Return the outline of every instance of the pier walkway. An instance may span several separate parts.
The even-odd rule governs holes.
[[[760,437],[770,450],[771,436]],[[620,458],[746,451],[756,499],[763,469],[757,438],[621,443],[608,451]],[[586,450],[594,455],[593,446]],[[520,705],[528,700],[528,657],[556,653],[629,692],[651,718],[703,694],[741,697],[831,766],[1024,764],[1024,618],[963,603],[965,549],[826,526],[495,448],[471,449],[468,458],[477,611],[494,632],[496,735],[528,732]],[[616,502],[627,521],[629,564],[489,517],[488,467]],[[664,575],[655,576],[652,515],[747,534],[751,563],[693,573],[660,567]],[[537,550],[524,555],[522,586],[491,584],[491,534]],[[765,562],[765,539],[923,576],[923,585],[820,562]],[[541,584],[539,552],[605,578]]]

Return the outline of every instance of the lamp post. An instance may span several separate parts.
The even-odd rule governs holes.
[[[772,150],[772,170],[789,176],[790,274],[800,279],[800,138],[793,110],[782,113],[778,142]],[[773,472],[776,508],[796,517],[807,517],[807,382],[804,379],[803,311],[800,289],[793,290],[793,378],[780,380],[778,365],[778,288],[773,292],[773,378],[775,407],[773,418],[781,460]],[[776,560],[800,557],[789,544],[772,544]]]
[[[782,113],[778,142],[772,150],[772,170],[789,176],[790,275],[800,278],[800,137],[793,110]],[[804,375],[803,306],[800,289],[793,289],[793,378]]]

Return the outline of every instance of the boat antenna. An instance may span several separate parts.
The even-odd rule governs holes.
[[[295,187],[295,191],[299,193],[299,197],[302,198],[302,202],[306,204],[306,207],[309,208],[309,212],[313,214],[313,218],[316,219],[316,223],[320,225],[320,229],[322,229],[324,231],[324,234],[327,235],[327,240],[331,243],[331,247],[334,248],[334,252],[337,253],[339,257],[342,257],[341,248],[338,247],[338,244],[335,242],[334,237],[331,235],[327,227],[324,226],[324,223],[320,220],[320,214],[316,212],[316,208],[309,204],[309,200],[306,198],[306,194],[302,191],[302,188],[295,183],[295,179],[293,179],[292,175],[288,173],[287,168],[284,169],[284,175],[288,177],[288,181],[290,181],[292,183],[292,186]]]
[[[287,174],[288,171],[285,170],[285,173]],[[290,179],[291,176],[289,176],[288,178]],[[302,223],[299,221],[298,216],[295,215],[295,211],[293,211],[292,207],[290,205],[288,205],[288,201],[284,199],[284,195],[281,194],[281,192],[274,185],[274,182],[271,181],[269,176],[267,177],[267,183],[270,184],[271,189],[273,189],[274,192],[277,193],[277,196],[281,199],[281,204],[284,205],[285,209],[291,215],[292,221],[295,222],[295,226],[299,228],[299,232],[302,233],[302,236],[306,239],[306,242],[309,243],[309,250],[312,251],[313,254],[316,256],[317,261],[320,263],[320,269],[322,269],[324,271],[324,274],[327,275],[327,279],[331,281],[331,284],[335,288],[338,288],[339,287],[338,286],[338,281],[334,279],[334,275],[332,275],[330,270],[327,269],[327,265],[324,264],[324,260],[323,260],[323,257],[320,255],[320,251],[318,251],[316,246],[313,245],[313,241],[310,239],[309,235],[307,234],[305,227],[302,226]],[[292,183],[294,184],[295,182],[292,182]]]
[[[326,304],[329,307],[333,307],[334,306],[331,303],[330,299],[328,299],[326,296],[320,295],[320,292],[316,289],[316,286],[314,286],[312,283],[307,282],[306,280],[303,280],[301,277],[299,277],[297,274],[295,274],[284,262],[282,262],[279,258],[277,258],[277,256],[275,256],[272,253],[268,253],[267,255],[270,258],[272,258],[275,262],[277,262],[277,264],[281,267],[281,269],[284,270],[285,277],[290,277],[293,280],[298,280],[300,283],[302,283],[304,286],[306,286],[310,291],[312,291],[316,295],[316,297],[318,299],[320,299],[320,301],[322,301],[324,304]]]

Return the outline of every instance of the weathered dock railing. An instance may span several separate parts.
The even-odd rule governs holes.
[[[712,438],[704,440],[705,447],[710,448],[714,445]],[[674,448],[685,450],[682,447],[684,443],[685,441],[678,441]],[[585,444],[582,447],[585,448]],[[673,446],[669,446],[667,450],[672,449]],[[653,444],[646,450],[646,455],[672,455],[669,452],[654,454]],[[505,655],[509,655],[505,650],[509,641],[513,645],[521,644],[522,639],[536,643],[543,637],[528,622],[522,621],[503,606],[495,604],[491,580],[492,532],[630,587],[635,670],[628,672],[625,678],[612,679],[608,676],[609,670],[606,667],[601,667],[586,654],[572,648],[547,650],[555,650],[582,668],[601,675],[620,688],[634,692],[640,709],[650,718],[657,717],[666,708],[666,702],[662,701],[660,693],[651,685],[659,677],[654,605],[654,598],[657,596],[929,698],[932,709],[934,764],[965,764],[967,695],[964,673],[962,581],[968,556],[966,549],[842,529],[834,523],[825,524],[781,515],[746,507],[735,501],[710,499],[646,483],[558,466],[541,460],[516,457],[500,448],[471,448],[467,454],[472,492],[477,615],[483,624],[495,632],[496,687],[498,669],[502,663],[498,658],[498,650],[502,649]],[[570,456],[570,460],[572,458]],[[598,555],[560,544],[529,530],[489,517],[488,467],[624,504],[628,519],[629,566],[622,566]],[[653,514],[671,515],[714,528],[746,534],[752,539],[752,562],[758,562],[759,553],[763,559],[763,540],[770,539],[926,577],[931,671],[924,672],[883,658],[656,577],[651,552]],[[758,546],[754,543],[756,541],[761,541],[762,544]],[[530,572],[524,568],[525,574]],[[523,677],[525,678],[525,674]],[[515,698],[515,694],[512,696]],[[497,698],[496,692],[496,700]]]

———

__Assignment__: Copy out each line of the data exactly.

__Solution for this task__:
Return the outline of every instance of the pier walkway. An instance may span several separate parts.
The even-odd rule governs holes.
[[[760,437],[770,450],[771,436]],[[620,458],[746,451],[756,499],[763,469],[757,438],[621,443],[608,451]],[[586,450],[594,455],[593,446]],[[520,705],[528,700],[528,657],[556,653],[629,692],[651,718],[703,694],[741,697],[831,766],[1024,764],[1024,618],[963,603],[965,549],[826,526],[495,448],[471,449],[468,458],[477,611],[494,632],[496,735],[528,732]],[[616,502],[627,521],[629,564],[489,517],[488,467]],[[664,575],[655,576],[652,515],[747,534],[751,563],[693,573],[660,567]],[[537,550],[524,555],[522,586],[491,584],[491,534]],[[765,562],[765,539],[923,576],[923,585],[820,562]],[[541,584],[539,552],[605,578]]]

Return the outline of every instance of the lamp post. An instance may span several separate parts.
The even-odd rule governs holes.
[[[772,150],[772,170],[789,176],[790,274],[800,279],[800,138],[793,110],[782,113],[778,142]],[[773,472],[776,508],[796,517],[807,517],[807,382],[804,379],[803,311],[800,289],[793,290],[793,378],[780,380],[778,365],[778,288],[773,292],[773,378],[775,407],[773,418],[781,460]],[[776,560],[800,557],[789,544],[772,544]]]
[[[782,113],[778,142],[772,150],[772,170],[789,176],[790,275],[800,278],[800,137],[793,110]],[[804,375],[803,306],[800,289],[793,289],[793,378]]]

Return the outline of every instance of the boat antenna. An instance may span several separate parts.
The even-odd rule governs holes.
[[[295,187],[295,191],[299,193],[299,197],[302,198],[302,202],[306,204],[306,207],[309,208],[309,212],[313,214],[313,218],[316,219],[316,223],[320,225],[320,229],[322,229],[324,231],[324,234],[327,235],[327,240],[331,243],[331,247],[334,248],[334,252],[337,253],[339,257],[342,257],[341,248],[338,247],[338,244],[335,242],[334,237],[331,235],[327,227],[324,226],[324,223],[320,220],[320,214],[316,212],[316,208],[309,204],[309,200],[306,198],[306,194],[302,191],[302,188],[295,183],[295,179],[293,179],[292,175],[288,173],[287,168],[284,169],[284,175],[288,177],[288,181],[290,181],[292,183],[292,186]]]
[[[287,174],[288,171],[285,170],[285,173]],[[290,179],[291,176],[289,176],[288,178]],[[302,223],[299,221],[298,216],[295,215],[295,211],[293,211],[292,207],[290,205],[288,205],[288,201],[284,199],[284,195],[281,194],[281,192],[274,185],[274,182],[271,181],[269,176],[267,177],[267,183],[270,184],[271,189],[273,189],[274,192],[277,193],[277,196],[281,199],[281,204],[284,205],[285,209],[291,215],[292,221],[295,222],[295,226],[299,228],[299,232],[302,233],[302,236],[306,239],[306,242],[309,243],[309,250],[312,251],[313,254],[316,256],[317,261],[320,263],[320,269],[322,269],[324,271],[324,274],[327,275],[327,279],[331,281],[331,284],[335,288],[338,288],[339,287],[338,286],[338,281],[334,279],[334,275],[332,275],[330,270],[327,269],[327,265],[324,264],[324,260],[323,260],[323,257],[320,255],[320,251],[318,251],[316,246],[313,245],[313,241],[310,239],[309,235],[307,234],[305,227],[302,226]],[[292,183],[294,184],[295,182],[292,182]]]
[[[326,304],[329,307],[333,307],[334,306],[331,303],[330,299],[328,299],[326,296],[320,295],[320,292],[316,289],[316,286],[314,286],[312,283],[307,282],[306,280],[303,280],[301,277],[299,277],[297,274],[295,274],[284,262],[282,262],[279,258],[277,258],[277,256],[275,256],[272,253],[268,253],[267,255],[270,258],[272,258],[275,262],[277,262],[277,264],[281,267],[281,269],[284,270],[285,277],[290,277],[293,280],[298,280],[300,283],[302,283],[304,286],[306,286],[310,291],[312,291],[316,295],[316,297],[318,299],[320,299],[320,301],[322,301],[324,304]]]

Return the outline of every instance of the weathered dock railing. An instance may span several separate parts.
The even-odd rule governs holes.
[[[712,438],[704,440],[705,447],[710,448],[714,445]],[[674,448],[685,450],[682,447],[684,443],[685,441],[678,441]],[[585,444],[582,447],[585,448]],[[673,446],[669,446],[667,450],[672,449]],[[653,444],[646,450],[646,455],[672,455],[669,452],[654,454]],[[505,655],[509,655],[505,650],[509,641],[513,645],[521,644],[522,639],[536,643],[543,637],[528,622],[522,621],[503,606],[495,604],[491,580],[492,532],[630,587],[635,670],[628,672],[625,678],[612,679],[608,676],[609,670],[606,667],[601,667],[586,654],[572,648],[547,650],[555,650],[582,668],[601,675],[620,688],[634,692],[640,709],[650,718],[657,717],[666,708],[666,702],[662,701],[660,693],[651,685],[659,677],[654,605],[654,598],[657,596],[929,698],[932,709],[934,764],[965,764],[967,695],[964,673],[962,581],[968,556],[966,549],[842,529],[834,523],[825,524],[781,515],[746,507],[735,501],[710,499],[646,483],[558,466],[541,460],[516,457],[500,448],[471,448],[467,454],[472,492],[477,615],[483,624],[495,632],[496,687],[498,669],[502,663],[498,658],[498,650],[502,649]],[[570,456],[570,460],[572,458]],[[598,555],[560,544],[529,530],[489,517],[488,467],[624,504],[628,519],[629,566],[622,566]],[[653,514],[671,515],[714,528],[746,534],[752,539],[752,562],[758,562],[759,553],[763,559],[763,540],[770,539],[926,577],[931,671],[924,672],[883,658],[656,577],[651,552]],[[758,546],[754,543],[756,541],[761,541],[762,544]],[[530,572],[524,568],[525,574]],[[523,677],[525,678],[525,674]],[[515,698],[515,694],[512,696]],[[497,698],[496,692],[496,700]]]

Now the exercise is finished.